Work to do. Render the stretch of the listing below, from the line containing "for riding jacket" through the line containing "[350,68,372,84]", as a two-column CSV headed instruction and boxes, with one row per instruction. Put each instruction and its boxes in a single quoted field, replacing line breaks with spaces.

Dataset excerpts.

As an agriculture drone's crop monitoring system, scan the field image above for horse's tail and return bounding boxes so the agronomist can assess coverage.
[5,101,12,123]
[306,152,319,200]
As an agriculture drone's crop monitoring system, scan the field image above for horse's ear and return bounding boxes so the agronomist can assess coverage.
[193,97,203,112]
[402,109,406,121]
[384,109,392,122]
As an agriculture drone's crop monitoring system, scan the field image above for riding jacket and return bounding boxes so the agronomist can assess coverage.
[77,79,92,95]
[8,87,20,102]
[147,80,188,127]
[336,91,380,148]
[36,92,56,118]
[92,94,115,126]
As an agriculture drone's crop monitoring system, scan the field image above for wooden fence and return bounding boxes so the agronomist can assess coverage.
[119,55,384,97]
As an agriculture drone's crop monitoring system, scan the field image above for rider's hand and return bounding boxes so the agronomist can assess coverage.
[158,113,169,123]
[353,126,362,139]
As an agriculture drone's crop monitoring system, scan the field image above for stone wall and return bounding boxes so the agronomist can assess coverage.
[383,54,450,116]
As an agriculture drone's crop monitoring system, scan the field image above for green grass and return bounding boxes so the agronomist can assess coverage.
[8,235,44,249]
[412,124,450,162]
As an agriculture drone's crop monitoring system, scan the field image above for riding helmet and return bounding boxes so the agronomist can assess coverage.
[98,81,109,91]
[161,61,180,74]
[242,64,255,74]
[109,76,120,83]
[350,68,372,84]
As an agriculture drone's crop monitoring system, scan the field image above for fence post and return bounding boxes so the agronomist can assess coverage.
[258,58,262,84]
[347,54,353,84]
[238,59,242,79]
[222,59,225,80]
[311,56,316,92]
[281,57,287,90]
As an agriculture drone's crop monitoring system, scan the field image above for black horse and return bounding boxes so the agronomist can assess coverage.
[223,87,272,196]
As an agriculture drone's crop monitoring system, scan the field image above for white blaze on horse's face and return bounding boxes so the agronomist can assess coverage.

==

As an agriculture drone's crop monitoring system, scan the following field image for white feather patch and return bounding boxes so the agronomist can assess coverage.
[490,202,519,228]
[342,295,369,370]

Response.
instruction,boxes
"As an agriculture drone's crop monitoring system, scan the field image above for riding jacket and return bounding boxes so the agronomist can assess coverage.","[77,79,92,95] [8,87,20,102] [147,80,188,127] [336,91,380,148] [36,92,56,118] [92,94,115,126]"
"As an agriculture drone's crop monitoring system, scan the field image above for wooden fence and return bounding boxes so the agronomist can assess coverage.","[119,55,384,97]"
"As an agriculture drone's crop monitoring system, scan the field image above for rider's hand and return bounding boxes so the agronomist can assess coverage.","[158,113,169,123] [353,126,362,139]"
"As an agriculture drone's crop monitoring system, scan the field image above for stone wall and return bounding boxes so the agronomist can assess coverage.","[383,54,450,116]"
"As an agriculture drone's crop monitoring system, scan the field image above for green grass and return bounding boxes so the agronomist can assess coverage.","[8,235,44,249] [412,124,450,162]"
"As an agriculture drone's crop monitoring system, scan the field image above for riding helmet and return bounding boxes so the agronomist can assess coverage.","[98,81,109,91] [161,61,180,74] [242,64,255,74] [109,76,120,83] [350,68,372,84]"